Action item.
Repeat verbatim the lines of the data below, beginning with the line containing "shirt sleeve, reported" and continuing to the end.

Records provided.
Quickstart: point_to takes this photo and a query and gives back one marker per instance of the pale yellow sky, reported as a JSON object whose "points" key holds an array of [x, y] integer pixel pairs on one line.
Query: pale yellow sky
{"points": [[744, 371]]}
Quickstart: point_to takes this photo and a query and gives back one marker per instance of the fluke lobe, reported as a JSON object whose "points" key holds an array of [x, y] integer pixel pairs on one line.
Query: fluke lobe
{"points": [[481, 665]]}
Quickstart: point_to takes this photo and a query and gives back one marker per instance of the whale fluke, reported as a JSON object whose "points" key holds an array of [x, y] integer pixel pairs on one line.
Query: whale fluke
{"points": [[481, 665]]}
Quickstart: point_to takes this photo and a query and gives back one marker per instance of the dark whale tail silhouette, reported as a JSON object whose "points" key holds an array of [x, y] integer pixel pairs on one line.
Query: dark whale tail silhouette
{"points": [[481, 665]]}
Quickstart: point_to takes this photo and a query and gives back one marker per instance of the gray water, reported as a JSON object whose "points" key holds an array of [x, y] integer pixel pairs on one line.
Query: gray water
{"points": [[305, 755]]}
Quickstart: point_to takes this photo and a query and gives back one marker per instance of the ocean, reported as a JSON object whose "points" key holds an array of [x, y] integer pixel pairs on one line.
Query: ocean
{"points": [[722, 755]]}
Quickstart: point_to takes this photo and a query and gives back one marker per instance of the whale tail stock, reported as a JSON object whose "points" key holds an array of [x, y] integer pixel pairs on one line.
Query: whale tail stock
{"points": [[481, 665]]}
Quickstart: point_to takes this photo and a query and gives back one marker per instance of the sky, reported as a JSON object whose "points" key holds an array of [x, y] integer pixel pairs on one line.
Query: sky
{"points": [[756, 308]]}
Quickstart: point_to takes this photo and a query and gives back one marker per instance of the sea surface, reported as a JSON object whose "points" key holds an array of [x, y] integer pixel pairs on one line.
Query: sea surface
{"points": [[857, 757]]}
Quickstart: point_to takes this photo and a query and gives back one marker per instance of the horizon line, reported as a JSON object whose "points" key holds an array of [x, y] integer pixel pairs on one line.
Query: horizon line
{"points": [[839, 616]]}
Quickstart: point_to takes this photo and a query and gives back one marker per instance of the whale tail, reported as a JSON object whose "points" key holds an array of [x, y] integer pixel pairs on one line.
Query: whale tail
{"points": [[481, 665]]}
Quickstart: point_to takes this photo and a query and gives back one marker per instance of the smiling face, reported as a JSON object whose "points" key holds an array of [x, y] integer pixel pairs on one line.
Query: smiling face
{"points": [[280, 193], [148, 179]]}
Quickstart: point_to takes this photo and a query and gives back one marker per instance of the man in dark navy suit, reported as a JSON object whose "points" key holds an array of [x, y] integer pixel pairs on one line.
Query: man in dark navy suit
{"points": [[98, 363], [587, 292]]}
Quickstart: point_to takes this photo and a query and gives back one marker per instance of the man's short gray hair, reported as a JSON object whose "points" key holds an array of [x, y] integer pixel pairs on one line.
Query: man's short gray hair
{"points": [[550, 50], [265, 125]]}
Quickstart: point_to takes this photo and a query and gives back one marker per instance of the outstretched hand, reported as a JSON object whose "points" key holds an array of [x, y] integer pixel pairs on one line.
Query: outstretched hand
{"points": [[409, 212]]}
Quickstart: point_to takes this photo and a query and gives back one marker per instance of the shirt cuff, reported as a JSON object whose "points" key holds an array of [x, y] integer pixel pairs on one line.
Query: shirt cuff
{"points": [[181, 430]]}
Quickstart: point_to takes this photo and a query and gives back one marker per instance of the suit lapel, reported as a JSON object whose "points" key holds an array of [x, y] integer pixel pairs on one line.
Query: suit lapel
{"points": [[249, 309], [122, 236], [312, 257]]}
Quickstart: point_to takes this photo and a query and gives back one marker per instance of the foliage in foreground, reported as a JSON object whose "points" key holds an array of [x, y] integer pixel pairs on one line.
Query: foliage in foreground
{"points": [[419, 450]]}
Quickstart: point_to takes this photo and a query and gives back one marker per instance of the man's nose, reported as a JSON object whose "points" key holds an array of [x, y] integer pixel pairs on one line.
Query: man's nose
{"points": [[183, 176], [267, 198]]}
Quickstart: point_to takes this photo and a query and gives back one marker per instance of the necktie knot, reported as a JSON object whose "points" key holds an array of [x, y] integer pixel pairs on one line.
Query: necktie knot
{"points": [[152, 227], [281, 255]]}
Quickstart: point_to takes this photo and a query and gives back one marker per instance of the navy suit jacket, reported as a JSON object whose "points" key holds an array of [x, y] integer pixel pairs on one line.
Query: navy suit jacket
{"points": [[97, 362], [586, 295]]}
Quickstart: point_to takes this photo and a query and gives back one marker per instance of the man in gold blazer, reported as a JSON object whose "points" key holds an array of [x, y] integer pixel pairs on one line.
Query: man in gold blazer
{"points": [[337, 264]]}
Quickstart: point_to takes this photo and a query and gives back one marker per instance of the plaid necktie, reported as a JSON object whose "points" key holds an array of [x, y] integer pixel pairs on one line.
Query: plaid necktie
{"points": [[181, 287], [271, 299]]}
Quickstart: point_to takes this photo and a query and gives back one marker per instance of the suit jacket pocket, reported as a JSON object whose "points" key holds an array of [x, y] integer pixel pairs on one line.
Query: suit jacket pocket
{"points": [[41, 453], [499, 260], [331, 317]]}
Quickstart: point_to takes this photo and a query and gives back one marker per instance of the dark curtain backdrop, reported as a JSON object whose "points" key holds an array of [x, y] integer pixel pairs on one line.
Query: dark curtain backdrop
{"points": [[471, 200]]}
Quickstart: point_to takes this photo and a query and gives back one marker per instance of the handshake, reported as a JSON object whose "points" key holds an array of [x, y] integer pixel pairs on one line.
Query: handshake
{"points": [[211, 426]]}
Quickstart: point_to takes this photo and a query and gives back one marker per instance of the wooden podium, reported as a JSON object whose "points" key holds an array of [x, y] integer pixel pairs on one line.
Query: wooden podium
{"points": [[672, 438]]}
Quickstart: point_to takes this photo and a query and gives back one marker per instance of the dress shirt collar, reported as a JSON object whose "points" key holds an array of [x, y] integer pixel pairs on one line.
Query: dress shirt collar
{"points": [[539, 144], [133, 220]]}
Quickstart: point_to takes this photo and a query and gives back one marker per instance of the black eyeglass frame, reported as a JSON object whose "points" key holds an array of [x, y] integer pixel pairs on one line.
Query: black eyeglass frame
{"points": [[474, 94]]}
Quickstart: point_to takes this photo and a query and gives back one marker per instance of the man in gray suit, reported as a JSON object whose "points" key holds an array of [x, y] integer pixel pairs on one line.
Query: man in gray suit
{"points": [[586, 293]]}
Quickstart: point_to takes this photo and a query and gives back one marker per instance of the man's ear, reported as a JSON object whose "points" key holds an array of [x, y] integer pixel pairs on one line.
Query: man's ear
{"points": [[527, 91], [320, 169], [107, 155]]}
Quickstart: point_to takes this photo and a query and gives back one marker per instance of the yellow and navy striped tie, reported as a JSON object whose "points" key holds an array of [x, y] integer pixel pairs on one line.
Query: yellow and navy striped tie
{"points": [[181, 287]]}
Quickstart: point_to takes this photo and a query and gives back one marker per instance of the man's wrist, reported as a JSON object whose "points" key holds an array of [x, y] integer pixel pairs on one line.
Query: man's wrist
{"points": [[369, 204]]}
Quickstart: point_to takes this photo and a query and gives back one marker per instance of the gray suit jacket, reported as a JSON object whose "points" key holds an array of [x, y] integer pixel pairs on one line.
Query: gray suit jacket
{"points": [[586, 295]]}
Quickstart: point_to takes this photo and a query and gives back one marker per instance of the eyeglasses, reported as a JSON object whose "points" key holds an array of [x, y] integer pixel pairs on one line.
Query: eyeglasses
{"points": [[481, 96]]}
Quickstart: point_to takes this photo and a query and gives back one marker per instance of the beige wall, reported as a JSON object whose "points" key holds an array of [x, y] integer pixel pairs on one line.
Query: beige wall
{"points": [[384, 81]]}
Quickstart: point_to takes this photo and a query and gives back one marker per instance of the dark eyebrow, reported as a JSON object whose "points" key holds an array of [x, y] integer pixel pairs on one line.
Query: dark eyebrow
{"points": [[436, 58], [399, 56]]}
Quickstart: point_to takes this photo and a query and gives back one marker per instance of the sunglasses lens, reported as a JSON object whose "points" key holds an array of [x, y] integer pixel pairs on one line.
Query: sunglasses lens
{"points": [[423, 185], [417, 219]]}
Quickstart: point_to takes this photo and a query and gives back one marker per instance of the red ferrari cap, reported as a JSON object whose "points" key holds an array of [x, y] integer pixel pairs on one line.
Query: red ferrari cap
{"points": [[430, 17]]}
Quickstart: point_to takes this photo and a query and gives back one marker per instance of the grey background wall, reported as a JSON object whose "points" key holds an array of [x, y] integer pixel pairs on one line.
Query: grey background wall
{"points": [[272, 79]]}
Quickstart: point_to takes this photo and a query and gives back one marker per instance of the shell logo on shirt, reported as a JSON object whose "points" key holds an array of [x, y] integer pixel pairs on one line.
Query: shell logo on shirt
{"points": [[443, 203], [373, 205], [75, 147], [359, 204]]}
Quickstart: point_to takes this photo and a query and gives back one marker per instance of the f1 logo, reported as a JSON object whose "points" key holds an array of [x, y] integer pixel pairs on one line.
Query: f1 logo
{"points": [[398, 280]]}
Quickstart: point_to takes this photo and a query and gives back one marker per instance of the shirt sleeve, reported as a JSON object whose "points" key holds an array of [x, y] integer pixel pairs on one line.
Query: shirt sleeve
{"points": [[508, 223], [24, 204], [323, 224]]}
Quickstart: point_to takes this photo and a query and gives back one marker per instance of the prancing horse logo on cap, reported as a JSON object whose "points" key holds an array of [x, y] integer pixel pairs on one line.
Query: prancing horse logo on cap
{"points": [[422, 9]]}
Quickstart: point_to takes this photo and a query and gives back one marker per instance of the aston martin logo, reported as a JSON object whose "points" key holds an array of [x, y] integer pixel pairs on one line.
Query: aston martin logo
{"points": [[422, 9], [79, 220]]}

Solution.
Quickstart: point_to takes this photo and a query and gives back one marker per instance of the shirt sleeve, reported as a JSON object whose "points" key holds an array of [x, y] integer pixel pairs on one line.
Query: shirt sleeve
{"points": [[508, 223], [24, 204], [323, 224]]}
Quickstart: point_to takes this photo and a query and gives back one marker per instance of the prancing horse logo on cap, reported as a JSON object whose "points" key holds an array of [x, y] integer pixel pairs on one line.
Query: prancing horse logo on cap
{"points": [[422, 9]]}
Quickstart: point_to takes this photo and a query and gives back one marker per instance of the aston martin logo, reported as a JSON object whose "points" key holds an array of [x, y] integer pixel pairs on one line.
Query: aston martin logo
{"points": [[422, 9], [79, 220]]}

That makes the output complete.